Extract to read:
Our world is a much wilder place than it looks. A new study estimates that Earth has almost 8.8 million species, but we've only discovered about a quarter of them


So far, only 1.9 million species have been found. Recent discoveries have been small and weird: a psychedelic frogfish, a lizard the size of a dime and even a blind hairy mini-lobster at the bottom of the ocean.
Click photo to view more images. (AP/NOAA)
Click photo to view more images. (AP/NOAA)
"We are really fairly ignorant of the complexity and colorfulness of this amazing planet," said the study's co-author, Boris Worm, a biology professor at Canada's Dalhousie University. "We need to expose more people to those wonders. It really makes you feel differently about this place we inhabit."
While some scientists and others may question why we need to know the number of species, others say it's important.
There are potential benefits from these undiscovered species, which need to be found before they disappear from the planet, said famed Harvard biologist Edward O. Wilson, who was not part of this study. Some of modern medicine comes from unusual plants and animals.
"We won't know the benefits to humanity (from these species), which potentially are enormous," the Pulitzer Prize-winning Wilson said. "If we're going to advance medical science, we need to know what's in the environment."
Biologists have long known that there's more to Earth than it seems, estimating the number of species to be somewhere between 3 million and 100 million. Figuring out how much is difficult.

Listed entries:
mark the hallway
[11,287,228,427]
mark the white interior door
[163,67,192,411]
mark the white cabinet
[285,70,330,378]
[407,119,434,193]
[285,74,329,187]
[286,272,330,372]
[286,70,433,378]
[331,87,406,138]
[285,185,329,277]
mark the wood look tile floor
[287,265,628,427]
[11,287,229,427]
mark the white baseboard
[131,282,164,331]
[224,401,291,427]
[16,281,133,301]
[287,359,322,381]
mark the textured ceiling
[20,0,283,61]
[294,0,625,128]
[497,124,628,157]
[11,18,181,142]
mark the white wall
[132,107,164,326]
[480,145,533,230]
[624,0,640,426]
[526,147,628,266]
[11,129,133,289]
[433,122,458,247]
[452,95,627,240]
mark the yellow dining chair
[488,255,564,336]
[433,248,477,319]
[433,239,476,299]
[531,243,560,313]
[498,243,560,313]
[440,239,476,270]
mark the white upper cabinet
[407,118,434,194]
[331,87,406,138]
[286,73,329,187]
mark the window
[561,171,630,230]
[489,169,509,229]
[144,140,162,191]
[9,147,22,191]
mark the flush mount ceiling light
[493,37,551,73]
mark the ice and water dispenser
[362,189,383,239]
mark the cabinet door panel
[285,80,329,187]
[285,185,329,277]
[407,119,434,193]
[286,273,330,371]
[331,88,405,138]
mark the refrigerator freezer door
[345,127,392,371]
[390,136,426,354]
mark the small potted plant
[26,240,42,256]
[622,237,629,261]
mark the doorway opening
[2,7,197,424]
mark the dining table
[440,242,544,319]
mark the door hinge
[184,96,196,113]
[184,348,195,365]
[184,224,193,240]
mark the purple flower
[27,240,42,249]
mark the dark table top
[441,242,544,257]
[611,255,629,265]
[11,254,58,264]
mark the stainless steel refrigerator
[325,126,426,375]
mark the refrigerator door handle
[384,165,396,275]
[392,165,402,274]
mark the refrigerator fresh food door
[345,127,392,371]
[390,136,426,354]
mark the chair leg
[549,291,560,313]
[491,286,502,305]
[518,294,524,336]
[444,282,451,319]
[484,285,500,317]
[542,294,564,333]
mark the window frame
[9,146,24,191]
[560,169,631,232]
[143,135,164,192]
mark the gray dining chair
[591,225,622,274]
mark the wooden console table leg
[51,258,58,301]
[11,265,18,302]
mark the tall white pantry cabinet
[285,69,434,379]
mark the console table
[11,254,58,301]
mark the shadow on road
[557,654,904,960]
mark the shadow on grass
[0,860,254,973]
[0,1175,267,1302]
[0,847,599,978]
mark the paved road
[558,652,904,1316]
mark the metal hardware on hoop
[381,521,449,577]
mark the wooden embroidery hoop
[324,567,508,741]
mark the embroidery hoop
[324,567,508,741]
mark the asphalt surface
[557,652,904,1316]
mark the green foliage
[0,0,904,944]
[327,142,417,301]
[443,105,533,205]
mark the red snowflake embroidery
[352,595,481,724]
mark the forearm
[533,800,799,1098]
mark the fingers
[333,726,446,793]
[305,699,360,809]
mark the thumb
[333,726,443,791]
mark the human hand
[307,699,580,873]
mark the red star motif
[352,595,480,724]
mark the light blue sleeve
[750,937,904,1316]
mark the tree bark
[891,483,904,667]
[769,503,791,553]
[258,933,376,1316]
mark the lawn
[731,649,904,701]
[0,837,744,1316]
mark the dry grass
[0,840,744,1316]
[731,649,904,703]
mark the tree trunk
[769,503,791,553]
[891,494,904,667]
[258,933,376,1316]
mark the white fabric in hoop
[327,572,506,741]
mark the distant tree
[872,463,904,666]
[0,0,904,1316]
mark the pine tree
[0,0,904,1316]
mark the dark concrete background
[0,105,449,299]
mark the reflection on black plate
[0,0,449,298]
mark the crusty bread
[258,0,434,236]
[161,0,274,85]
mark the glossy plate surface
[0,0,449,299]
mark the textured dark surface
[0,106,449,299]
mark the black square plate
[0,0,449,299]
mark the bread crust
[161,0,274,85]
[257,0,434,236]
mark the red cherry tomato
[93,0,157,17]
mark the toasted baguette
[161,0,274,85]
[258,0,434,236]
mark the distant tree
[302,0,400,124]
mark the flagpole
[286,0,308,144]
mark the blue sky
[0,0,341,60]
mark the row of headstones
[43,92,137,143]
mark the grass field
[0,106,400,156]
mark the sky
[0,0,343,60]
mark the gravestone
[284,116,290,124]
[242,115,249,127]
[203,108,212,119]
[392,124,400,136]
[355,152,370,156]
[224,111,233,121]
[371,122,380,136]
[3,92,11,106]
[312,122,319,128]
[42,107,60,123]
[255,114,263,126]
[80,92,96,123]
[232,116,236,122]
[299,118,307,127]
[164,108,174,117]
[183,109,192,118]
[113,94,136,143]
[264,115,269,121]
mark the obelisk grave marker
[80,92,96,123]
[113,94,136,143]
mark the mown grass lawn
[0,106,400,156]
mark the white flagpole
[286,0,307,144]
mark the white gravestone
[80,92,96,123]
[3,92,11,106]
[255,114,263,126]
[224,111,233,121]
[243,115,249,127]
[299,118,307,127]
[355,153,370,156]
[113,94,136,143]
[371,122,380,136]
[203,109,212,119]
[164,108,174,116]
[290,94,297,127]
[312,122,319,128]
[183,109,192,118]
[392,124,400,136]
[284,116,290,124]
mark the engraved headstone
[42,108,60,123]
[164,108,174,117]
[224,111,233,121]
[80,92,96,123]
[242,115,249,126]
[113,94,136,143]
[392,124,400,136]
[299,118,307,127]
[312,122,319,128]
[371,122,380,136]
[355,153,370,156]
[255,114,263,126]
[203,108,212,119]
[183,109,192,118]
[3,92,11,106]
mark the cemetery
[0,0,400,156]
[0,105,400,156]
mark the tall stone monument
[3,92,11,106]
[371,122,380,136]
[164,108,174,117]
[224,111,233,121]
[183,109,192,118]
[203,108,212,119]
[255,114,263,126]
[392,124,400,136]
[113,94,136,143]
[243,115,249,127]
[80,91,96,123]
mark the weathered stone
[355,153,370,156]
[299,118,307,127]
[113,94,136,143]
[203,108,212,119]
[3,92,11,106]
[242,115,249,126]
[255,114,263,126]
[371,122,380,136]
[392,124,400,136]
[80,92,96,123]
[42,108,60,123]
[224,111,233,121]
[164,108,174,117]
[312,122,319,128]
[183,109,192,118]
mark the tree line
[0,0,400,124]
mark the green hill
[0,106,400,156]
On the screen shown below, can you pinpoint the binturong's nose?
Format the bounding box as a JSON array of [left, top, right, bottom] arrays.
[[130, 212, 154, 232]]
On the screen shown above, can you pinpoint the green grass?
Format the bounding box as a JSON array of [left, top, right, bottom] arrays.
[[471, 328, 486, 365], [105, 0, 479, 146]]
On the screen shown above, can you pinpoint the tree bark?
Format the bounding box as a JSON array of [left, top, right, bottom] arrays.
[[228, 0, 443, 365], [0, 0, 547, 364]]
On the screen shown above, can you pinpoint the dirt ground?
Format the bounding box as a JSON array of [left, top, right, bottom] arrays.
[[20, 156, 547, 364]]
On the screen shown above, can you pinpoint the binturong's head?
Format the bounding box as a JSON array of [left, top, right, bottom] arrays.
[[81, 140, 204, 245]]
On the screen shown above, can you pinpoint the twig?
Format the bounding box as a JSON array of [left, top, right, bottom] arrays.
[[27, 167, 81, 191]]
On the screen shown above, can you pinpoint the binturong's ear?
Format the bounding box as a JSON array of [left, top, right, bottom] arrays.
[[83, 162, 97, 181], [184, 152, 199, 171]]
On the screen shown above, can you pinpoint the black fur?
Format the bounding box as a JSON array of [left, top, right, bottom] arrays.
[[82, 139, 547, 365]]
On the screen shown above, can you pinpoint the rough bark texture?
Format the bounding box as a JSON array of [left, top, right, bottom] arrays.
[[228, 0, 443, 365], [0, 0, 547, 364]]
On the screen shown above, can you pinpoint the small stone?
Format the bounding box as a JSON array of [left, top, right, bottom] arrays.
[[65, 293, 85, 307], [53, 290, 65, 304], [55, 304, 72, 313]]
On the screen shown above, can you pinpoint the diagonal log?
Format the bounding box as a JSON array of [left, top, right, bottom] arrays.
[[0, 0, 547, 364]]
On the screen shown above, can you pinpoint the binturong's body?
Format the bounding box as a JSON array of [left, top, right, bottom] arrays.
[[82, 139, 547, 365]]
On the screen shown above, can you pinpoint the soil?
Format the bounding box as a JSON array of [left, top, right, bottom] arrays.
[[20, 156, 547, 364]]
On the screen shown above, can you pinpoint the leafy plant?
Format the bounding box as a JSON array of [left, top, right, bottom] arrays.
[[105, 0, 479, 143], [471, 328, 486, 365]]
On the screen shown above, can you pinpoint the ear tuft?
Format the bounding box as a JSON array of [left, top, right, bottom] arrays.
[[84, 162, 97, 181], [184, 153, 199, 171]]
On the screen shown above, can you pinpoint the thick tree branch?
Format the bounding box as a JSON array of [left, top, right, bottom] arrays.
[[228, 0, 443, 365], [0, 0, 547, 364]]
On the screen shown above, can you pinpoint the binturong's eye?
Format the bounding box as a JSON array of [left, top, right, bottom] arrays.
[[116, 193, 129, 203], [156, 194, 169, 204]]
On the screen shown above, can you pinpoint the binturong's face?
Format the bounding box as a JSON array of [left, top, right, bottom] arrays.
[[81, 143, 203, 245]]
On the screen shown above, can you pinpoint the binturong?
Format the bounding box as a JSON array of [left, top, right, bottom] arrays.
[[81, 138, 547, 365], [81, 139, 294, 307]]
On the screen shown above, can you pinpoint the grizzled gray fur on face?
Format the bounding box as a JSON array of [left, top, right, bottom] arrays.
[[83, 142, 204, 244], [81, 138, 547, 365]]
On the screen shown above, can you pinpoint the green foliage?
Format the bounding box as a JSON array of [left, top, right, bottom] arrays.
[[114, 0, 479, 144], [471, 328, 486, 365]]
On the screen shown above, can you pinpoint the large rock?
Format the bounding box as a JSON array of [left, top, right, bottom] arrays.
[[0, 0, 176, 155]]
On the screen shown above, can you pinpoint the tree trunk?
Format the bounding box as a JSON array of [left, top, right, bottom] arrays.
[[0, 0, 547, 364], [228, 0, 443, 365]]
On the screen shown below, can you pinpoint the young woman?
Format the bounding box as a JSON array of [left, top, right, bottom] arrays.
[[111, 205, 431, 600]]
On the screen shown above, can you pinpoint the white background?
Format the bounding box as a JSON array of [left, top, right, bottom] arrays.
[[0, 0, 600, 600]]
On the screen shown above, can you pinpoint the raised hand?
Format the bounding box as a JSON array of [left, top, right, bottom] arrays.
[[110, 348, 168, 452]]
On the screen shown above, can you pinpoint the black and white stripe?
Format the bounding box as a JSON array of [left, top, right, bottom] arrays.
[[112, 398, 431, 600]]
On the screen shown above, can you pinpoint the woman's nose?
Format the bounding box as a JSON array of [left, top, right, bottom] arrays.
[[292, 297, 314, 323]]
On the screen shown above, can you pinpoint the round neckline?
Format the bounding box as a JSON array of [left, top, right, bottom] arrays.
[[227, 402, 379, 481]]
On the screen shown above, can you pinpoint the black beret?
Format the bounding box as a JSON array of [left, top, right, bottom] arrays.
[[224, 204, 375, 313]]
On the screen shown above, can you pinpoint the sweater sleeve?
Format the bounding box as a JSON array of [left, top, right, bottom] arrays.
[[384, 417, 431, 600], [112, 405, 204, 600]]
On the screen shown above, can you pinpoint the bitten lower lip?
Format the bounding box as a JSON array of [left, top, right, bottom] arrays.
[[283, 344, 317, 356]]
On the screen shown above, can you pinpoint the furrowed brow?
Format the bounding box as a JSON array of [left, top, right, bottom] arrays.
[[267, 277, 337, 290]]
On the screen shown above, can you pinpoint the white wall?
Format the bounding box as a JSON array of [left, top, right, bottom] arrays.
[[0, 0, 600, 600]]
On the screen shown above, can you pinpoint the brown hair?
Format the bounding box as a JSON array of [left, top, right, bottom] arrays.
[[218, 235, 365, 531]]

Work request 1: In the species article, change "a quarter" to "a fifth" in the part from "Our world is" to "of the ocean." and give that part again.
Work request 2: Carry the article on Earth's undiscovered species further from where it stops.
The rows come from a separate source, not from the article on Earth's species.

Your response 1:
Our world is a much wilder place than it looks. A new study estimates that Earth has almost 8.8 million species, but we've only discovered about a fifth of them


So far, only 1.9 million species have been found. Recent discoveries have been small and weird: a psychedelic frogfish, a lizard the size of a dime and even a blind hairy mini-lobster at the bottom of the ocean.

Your response 2:
Worm and Camilo Mora of the University of Hawaii used complex mathematical models and the pace of discoveries of not only species, but of higher classifications such as family to come up with their estimate.
Their study, published Tuesday in the online journal PLoS Biology, a publication of the Public Library of Science, estimated the number of species at nearly 8.8 million.
Of those species, 6.5 million would be on land and 2.2 million in the ocean, which is a priority for the scientists doing the work since they are part of the Census of Marine Life, an international group of scientists trying to record all the life in the ocean.
The research estimates that animals rule with 7.8 million species, followed by fungi with 611,000 and plants with just shy of 300,000 species.
While some new species like the strange mini-lobster are in exotic places such as undersea vents, "many of these species that remain to be discovered can be found literally in our own backyards," Mora said.
Outside scientists, such as Wilson and preeminent conservation biologist Stuart Pimm of Duke University, praised the study, although some said even the 8.8 million number may be too low.
The study said it could be off by about 1.3 million species, with the number somewhere between 7.5 million and 10.1 million. But evolutionary biologist Blair Hedges of Penn State University said he thinks the study is not good enough to be even that exact and could be wrong by millions.
Hedges knows firsthand about small species.
He found the world's smallest lizard, a half-inch long Caribbean gecko, while crawling on his hands and knees among dead leaves in the Dominican Republic in 2001. And three years ago in Barbados, he found the world's shortest snake, the 4-inch Caribbean threadsnake that lays "a single, very long egg."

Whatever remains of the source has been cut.